[Location annotation dataset excerpts]
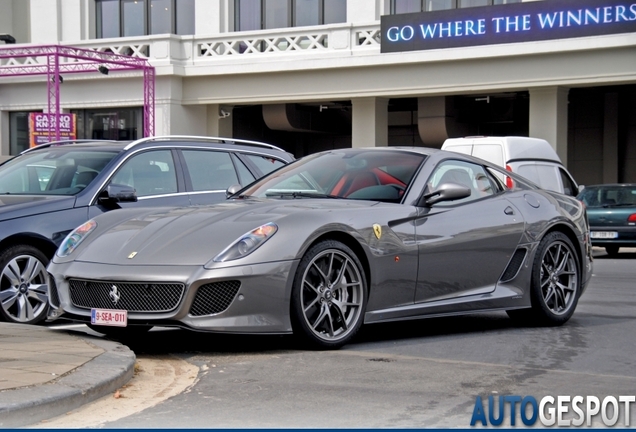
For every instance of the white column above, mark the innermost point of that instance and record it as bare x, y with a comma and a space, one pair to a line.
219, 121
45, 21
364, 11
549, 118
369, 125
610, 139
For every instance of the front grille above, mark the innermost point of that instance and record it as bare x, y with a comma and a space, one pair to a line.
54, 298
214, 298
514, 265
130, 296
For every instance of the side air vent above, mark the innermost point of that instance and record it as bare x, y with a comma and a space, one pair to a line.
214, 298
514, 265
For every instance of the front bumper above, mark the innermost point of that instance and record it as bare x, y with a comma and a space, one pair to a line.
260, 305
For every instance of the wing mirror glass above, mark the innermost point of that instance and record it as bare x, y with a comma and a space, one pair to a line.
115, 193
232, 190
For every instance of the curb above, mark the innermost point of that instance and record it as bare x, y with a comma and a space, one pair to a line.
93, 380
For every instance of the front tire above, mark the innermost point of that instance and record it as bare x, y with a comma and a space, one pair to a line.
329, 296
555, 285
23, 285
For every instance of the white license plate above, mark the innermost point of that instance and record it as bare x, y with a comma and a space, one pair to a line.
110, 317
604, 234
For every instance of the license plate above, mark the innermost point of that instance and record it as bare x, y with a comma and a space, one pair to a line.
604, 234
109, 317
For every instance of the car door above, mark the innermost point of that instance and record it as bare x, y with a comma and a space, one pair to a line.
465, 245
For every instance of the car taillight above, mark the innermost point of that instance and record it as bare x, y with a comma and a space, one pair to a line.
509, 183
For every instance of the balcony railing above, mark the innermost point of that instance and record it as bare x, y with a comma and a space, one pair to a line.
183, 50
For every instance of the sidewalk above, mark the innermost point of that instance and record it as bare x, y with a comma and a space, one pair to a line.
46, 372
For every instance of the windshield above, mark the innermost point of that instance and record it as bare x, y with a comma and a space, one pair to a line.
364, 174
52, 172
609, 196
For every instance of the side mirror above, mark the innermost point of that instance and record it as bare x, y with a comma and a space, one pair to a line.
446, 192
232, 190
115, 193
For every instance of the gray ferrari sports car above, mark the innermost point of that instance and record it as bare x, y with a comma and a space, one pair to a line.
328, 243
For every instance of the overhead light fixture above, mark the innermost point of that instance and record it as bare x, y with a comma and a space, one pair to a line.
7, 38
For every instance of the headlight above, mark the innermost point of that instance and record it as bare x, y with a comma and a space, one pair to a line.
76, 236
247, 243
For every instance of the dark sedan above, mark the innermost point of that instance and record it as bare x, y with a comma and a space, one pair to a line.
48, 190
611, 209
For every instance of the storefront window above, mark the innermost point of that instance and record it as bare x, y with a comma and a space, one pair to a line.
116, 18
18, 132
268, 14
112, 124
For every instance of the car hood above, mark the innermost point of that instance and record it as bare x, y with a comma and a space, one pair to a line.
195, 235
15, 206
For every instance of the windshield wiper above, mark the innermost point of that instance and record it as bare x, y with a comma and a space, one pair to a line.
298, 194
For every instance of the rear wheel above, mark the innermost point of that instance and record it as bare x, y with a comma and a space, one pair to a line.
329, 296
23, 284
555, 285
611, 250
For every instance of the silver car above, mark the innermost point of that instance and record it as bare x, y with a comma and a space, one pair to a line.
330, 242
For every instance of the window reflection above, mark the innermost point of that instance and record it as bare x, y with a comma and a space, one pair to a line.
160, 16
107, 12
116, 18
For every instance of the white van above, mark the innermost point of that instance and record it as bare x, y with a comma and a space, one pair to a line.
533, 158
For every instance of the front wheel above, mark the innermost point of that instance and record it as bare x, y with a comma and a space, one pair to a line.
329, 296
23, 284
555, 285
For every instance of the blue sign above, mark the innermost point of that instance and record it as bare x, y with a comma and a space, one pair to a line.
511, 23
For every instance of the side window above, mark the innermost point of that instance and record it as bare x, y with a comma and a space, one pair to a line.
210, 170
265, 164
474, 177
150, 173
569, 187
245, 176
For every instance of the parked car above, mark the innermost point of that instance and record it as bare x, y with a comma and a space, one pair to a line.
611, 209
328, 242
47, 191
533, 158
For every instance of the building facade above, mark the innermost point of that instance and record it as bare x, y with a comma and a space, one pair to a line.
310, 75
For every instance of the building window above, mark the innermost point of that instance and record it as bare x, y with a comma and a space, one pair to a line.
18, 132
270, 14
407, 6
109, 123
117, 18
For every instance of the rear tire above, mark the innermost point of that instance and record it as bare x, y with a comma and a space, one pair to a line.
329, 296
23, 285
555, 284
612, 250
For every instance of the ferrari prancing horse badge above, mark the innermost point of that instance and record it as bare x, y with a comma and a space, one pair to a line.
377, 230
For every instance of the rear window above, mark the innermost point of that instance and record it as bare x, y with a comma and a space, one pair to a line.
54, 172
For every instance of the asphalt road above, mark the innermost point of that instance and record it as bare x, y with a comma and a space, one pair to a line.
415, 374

**Directive:** Copy out the rows from the line containing "For every instance of the rear window" through the end of the rows, requests included, adding 26 to every x and y coordinate in the answers.

**Result for this task:**
For every instance of the rear window above, mark the innermost point of that instance and record it as bare x, y with a comma and a space, one pair to a line.
80, 198
For every instance of the asphalt road above, mark the innermost point of that instance and record it as bare x, y with a comma and a space, one pair to a line.
441, 400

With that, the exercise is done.